• Texto do exercício:
ALTA DEMANDA - Filas em bancos: pedidos de renegociação de dívidas (Lucas Landau/Reuters)

A estratégia é ao mesmo tempo arrojada e perigosa. O BC até aqui tem utilizado os recursos que tinha em mãos para permitir a renegociação e a rolagem de dívidas. Necessários ou não, mais de 200 bilhões de reais em dívidas já foram requisitados por clientes de bancos para ser renegociados. Um reflexo da procura está nas filas nas calçadas de instituições financeiras por todo o país, em plena quarentena de luta contra o vírus. Agora, a partir da promulgação da PEC, o BC poderá exercer uma pressão positiva sobre a economia. “A questão é que, diferentemente do Fed, o Banco Central brasileiro não tem experiência com esse tipo de operação”, diz Carlos Langoni, ex-presidente do BC.

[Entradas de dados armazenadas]
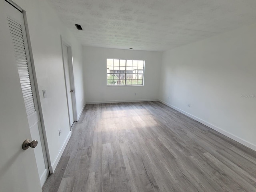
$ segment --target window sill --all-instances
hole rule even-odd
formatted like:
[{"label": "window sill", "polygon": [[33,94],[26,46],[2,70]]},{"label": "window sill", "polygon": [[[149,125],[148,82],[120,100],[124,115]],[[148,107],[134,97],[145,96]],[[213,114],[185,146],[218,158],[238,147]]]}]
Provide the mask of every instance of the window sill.
[{"label": "window sill", "polygon": [[107,87],[141,87],[144,86],[144,85],[107,85]]}]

• Instrução de trabalho 1: Segundo o texto sobre a renegociação de dívidas, quanto em dívidas já foi requisitado por clientes de bancos para ser renegociado?
• Instrução de trabalho 2: Prossiga, por favor, o texto sobre a renegociação de dívidas a partir da última frase apresentada, com um parágrafo no mesmo tom.

• Resposta do exercício 1: Mais de 200 bilhões de reais.

• Resposta do exercício 2:
O remédio parece ser muito bom para combater a doença do momento, mas — em excesso — pode ser fatal. Antes da aprovação da PEC, o senador Antonio Anastasia (PSD-­MG) e o presidente do Senado, Davi Alcolumbre (DEM­-AP), procuraram Roberto Campos Neto, presidente do BC, e Paulo Guedes, ministro da Economia. Apresentaram a ambos a preocupação dos congressistas com a mudança. O medo é que o governo perca a mão e arruíne as contas públicas. O Banco Central e, no limite, toda a sociedade brasileira passariam a assumir os riscos de calote por parte das empresas — pois, ao comprar seus títulos, o BC vira sócio do negócio. Mesmo sob circunstâncias extremas, o planejamento é crucial. Por mais de uma década, o Brasil juntou um volume de reservas internacionais acima de suas necessidades. Com isso, os 360 bilhões de dólares acumulados (o equivalente a 24% do PIB brasileiro) podem ser utilizados também como um colchão fiscal. “O movimento de venda de reservas cambiais pode conter o aumento da dívida pública causado pelos gastos para enfrentar a pandemia”, afirma Sergio Goldenstein, ex-diretor do BC. A necessidade de injetar recursos na economia é inquestionável. A questão é como e até que ponto isso deverá ser feito.